Donor vehicle help and compressed woodgas

So this my options for donor vehicles right now. I have a 93 Chevy 3500 with a 350 “throttle body” this truck is a truck I use to haul wood on a 16ft trailer for my tree business. I was thinking fossil fuel for tree work and wood gas for cruising on days off. Of coarse I would have to try wood gas at work out of Curiosity and testing purposes:):stuck_out_tongue:… or an 80’s Chevy half ton with a straight 6 engine. Not sure if this is multi port or not but will post pictures for help. This isn’t my truck but it’s in my field and I can buy it cheap if that’s the route I should go. I understand bigger engines is better but this is where im at right now. If y’all think neither one of these vehicles would be a good choice I will go with my old lawn mower for now until I find a better donor vehicle. Which would probably be a spring time thing when tree work pics back up. So that’s it just looking for some pointers.

Compressed wood gas. I know this has probably been talked about a lot. I tried searching on this site but only found one conversation. What I’m curious about is would it be possible to compress wood gas into a big propane tank “like a house propane tank” and run a furnace with wood gas? The conversation I found was talking about tar being a problem I believe. If that’s the case, is there a way to filter it enough where the tar would be completely gone and that work?


I’ll post pictures of the donor vehicles. Here’s my wood pile as well lol

This is my hard wood for heating my house and garage

My wood chips pile. Hoping these could work in a gasifier


Number 1. My opinion on the compressed woodgas. If you are heating with wg I don’t see where the tar is a problem. Many people have messed with compressing it but I don’t know of anyone who has stuck with it. They used canvas bags on top of buses in Stockhelm during the war but you would not call that “compressed” gas to the extent you are talking.
Number 2 Choice of truck. First I know of very few gasifiers that use wood chips We have one member who builds them for sale but they are very small. Chips are not labor free for gasifiers. A couple of fellows on here who do work with chips have to sort the chips to a certain size and them they have to be thoroughly dried. ( tree limbs have to be chunked and dried-- a tossup. )

Extracted information ::
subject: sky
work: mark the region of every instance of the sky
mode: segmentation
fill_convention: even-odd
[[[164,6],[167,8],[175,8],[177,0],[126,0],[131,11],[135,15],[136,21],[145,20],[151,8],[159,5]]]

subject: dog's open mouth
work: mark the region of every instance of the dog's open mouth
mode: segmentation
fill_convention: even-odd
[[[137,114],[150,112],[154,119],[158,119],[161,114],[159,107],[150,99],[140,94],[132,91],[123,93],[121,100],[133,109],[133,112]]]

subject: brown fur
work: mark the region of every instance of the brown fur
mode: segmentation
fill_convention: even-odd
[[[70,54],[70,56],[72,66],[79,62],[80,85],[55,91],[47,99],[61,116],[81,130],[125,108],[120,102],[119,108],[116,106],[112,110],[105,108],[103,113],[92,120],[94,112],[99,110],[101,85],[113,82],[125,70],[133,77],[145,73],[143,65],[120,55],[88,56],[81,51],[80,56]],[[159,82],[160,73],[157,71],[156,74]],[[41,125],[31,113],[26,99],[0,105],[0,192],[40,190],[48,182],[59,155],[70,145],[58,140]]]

Problems and tasks ::
(a) Do these statements agree with the woodgas thread? Answer yes or no for each, and quote the words from the thread that settle it. (i) The poster uses the 93 Chevy 3500 to haul wood on a 16ft trailer. (ii) The reply says several people have kept compressing wood gas over the long term. (iii) The 80's Chevy half ton with the straight 6 belongs to the poster.
(b) Write what comes next in the woodgas thread, picking up after its last sentence.

The answers ::
(a)
(i) Yes: "this truck is a truck I use to haul wood on a 16ft trailer for my tree business"
(ii) No: "Many people have messed with compressing it but I don’t know of anyone who has stuck with it."
(iii) No: "This isn’t my truck but it’s in my field"

(b)
The truck to choose— If you are serious about this, the 3500 is your best bet. The 350 is a little light for a “work” truck but there is a solution to that. A truck can be run on wg and when you run out of power or speed, you can “drizzle” a little petro in to boost everything up. When you reach the speed you want or get the load delivered, turn the petro off and run on wg. I would not build anything other than a Wayne Keith design and this will require time and a reasonable amount of money depending on what you can obtain in the used items that are needed and suggested.
The Chev 6 would be a truck to experiment with and get your feet wet in DOW. How much would it take to get it road worthy right now??? I probably would not put the time and money into a WK gasifier for that. Start out with a simpler Imbert or something or you could ever try the simplest which is a charcoal. Compared to wood the charcoal is accepted to be a little more labor required, but if some of our charcoal experts think like me, you could make charcoal out of chips easier than making it out of wood chunks.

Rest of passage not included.